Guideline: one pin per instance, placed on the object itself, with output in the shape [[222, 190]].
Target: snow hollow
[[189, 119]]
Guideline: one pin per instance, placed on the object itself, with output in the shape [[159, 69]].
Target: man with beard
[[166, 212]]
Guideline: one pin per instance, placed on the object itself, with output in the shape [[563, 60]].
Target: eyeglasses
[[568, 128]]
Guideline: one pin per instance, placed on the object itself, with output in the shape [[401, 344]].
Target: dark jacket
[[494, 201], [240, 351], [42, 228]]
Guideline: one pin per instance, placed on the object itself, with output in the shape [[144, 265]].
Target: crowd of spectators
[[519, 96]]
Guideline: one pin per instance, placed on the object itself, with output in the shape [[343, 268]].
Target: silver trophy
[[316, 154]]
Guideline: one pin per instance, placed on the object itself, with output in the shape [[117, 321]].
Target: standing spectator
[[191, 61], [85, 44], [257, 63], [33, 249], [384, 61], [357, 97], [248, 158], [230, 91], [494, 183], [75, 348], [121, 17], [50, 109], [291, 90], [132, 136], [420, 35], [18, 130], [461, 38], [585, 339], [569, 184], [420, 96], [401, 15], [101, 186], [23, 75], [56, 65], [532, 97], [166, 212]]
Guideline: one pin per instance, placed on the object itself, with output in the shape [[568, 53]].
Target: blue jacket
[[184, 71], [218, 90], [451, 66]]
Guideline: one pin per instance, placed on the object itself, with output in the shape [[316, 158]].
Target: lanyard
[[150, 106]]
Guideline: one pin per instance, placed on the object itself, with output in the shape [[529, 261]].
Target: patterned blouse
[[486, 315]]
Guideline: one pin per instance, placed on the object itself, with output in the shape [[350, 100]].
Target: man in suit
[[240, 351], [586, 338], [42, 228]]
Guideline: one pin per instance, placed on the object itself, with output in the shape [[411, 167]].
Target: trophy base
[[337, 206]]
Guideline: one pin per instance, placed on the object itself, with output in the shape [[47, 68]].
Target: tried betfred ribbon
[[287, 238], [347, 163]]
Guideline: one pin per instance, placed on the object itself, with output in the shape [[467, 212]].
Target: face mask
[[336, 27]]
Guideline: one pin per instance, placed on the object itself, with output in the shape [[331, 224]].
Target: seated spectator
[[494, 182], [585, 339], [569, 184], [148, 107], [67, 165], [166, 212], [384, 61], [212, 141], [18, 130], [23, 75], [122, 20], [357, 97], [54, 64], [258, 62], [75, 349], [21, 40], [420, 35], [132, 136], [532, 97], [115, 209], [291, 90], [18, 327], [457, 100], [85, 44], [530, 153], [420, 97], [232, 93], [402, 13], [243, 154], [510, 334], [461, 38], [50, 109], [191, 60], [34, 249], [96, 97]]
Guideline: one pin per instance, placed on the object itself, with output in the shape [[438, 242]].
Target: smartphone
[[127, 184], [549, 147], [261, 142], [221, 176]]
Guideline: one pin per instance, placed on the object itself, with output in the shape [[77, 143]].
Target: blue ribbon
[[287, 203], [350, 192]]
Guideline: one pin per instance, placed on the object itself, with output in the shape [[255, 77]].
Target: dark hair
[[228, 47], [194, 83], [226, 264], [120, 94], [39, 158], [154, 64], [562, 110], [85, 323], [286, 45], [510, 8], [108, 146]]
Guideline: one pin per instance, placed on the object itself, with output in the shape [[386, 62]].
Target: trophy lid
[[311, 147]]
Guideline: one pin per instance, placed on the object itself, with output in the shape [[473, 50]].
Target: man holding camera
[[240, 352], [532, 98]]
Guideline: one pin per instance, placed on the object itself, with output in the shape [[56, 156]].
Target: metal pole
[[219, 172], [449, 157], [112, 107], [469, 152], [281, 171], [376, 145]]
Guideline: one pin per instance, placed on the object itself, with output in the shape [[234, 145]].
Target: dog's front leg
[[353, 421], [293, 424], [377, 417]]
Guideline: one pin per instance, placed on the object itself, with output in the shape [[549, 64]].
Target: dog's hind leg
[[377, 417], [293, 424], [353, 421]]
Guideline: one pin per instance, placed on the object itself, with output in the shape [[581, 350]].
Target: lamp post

___

* **Instruction**: Give the entries once more, exactly as they appear.

* **Solution to this task**:
Guideline: one pin per instance, placed on the object itself, with output in the shape [[222, 190]].
Target: snow hollow
[[189, 119]]
Guideline: one pin per instance, placed on the object itself, with output in the shape [[159, 69]].
Target: man with beard
[[166, 212]]
Guideline: one pin per instance, placed on the object itself, with output in the shape [[563, 60]].
Target: eyeglasses
[[568, 128]]
Guideline: one pin per instance, placed on the object itself, with output in the shape [[401, 344]].
Target: dark jacket
[[494, 201], [240, 351], [42, 228]]
Guideline: one pin per instance, placed on the object itself, with output in the shape [[144, 265]].
Target: crowd of spectators
[[519, 96]]
Guideline: one pin per instance, placed on the object itself, with output in the shape [[343, 268]].
Target: silver trophy
[[316, 154]]
Guideline: one pin per instance, placed on the object itself, with output in the shape [[117, 321]].
Target: standing spectator
[[191, 61], [85, 44], [257, 63], [33, 249], [384, 61], [357, 97], [248, 158], [230, 91], [494, 183], [75, 348], [121, 17], [50, 109], [291, 90], [132, 136], [420, 35], [18, 130], [461, 38], [585, 339], [569, 184], [420, 96], [401, 15], [101, 186], [23, 75], [56, 65], [532, 97], [166, 212]]
Guideline: one pin per instance, placed on the object itself, with output in the shape [[568, 53]].
Target: blue jacket
[[184, 71], [218, 90], [451, 66]]
Guideline: one pin per instance, placed on the object itself, with output in the shape [[316, 158]].
Target: lanyard
[[150, 106]]
Guideline: one pin per instance, placed on the object itself, with output in the shape [[529, 261]].
Target: patterned blouse
[[486, 315]]
Guideline: one pin per instance, placed on the object itself, with output in the shape [[350, 100]].
Target: man in suit
[[240, 351], [586, 338], [42, 228]]
Guideline: one pin per instance, placed on the object itself, with output in the shape [[411, 167]].
Target: trophy base
[[337, 206]]
Guideline: one pin per instance, placed on the object itself, with output in the shape [[47, 68]].
Target: tried betfred ribbon
[[287, 238], [347, 163]]
Guideline: one pin per instance, placed on the object itself, with output in the shape [[467, 212]].
Target: face mask
[[336, 27]]
Guideline: one pin per instance, placed on the object itself, with output in the shape [[331, 224]].
Target: seated spectator
[[494, 182], [585, 339], [569, 184], [148, 107], [67, 165], [166, 212], [384, 61], [212, 141], [18, 130], [23, 75], [122, 20], [357, 97], [54, 64], [258, 62], [75, 349], [21, 40], [420, 35], [132, 136], [532, 97], [115, 209], [291, 90], [18, 327], [457, 100], [85, 44], [530, 153], [420, 97], [232, 93], [402, 13], [243, 154], [510, 334], [461, 38], [50, 109], [191, 60], [34, 249], [96, 97]]
Guideline: one pin per instance, placed on the object itself, with output in the shape [[438, 242]].
Target: smartphone
[[127, 184], [549, 147], [261, 142], [221, 176]]
Guideline: one pin per instance, placed on the object itself, with output in the shape [[77, 143]].
Target: blue ribbon
[[287, 203], [350, 192]]
Guideline: one pin per instance, placed on the object itself, with output in the shape [[255, 77]].
Target: dark hair
[[228, 47], [194, 83], [226, 264], [120, 94], [39, 158], [154, 64], [562, 110], [85, 323], [286, 45], [510, 8], [108, 146]]
Guideline: one pin per instance, placed on the object itself, with output in the shape [[386, 62]].
Target: trophy lid
[[311, 147]]
Guideline: one pin per instance, placed on the object itself, with output in the shape [[473, 50]].
Target: man holding camera
[[240, 352], [532, 98]]
Guideline: one pin per instance, placed on the object itself, with output in the shape [[56, 156]].
Target: metal pole
[[219, 172], [449, 157], [112, 107], [469, 152], [281, 171], [376, 145]]
Guideline: one pin per instance, placed on the object itself, with output in the shape [[234, 145]].
Target: dog's front leg
[[353, 421], [293, 424], [377, 417]]
Guideline: one pin per instance, placed on the object itself, with output in the shape [[549, 64]].
Target: dog's hind leg
[[377, 417], [293, 424], [353, 421]]
Guideline: one pin per instance, placed on the object itself, with output in the shape [[581, 350]].
Target: lamp post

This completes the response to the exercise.